───── DATI ESTRATTI

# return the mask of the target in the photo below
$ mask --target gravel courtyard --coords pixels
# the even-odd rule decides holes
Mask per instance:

──────────
───── DATI ESTRATTI

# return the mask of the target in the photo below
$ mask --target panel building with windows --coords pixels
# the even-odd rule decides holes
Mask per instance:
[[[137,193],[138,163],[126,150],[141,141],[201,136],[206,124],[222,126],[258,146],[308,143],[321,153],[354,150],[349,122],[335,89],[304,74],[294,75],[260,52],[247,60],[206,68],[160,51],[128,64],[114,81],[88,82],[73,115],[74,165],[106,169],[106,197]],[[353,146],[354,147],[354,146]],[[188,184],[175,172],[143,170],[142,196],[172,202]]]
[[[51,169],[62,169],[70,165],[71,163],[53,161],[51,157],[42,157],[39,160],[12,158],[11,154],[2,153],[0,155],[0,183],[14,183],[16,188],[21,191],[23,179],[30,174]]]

──────────

» DA SVOLGERE:
Estrai dai dati ogni riga che contiene la stringa "coords", distinguendo tra maiuscole e minuscole.

» RISULTATO SOTTO:
$ mask --target gravel courtyard --coords pixels
$ mask --target panel building with windows --coords pixels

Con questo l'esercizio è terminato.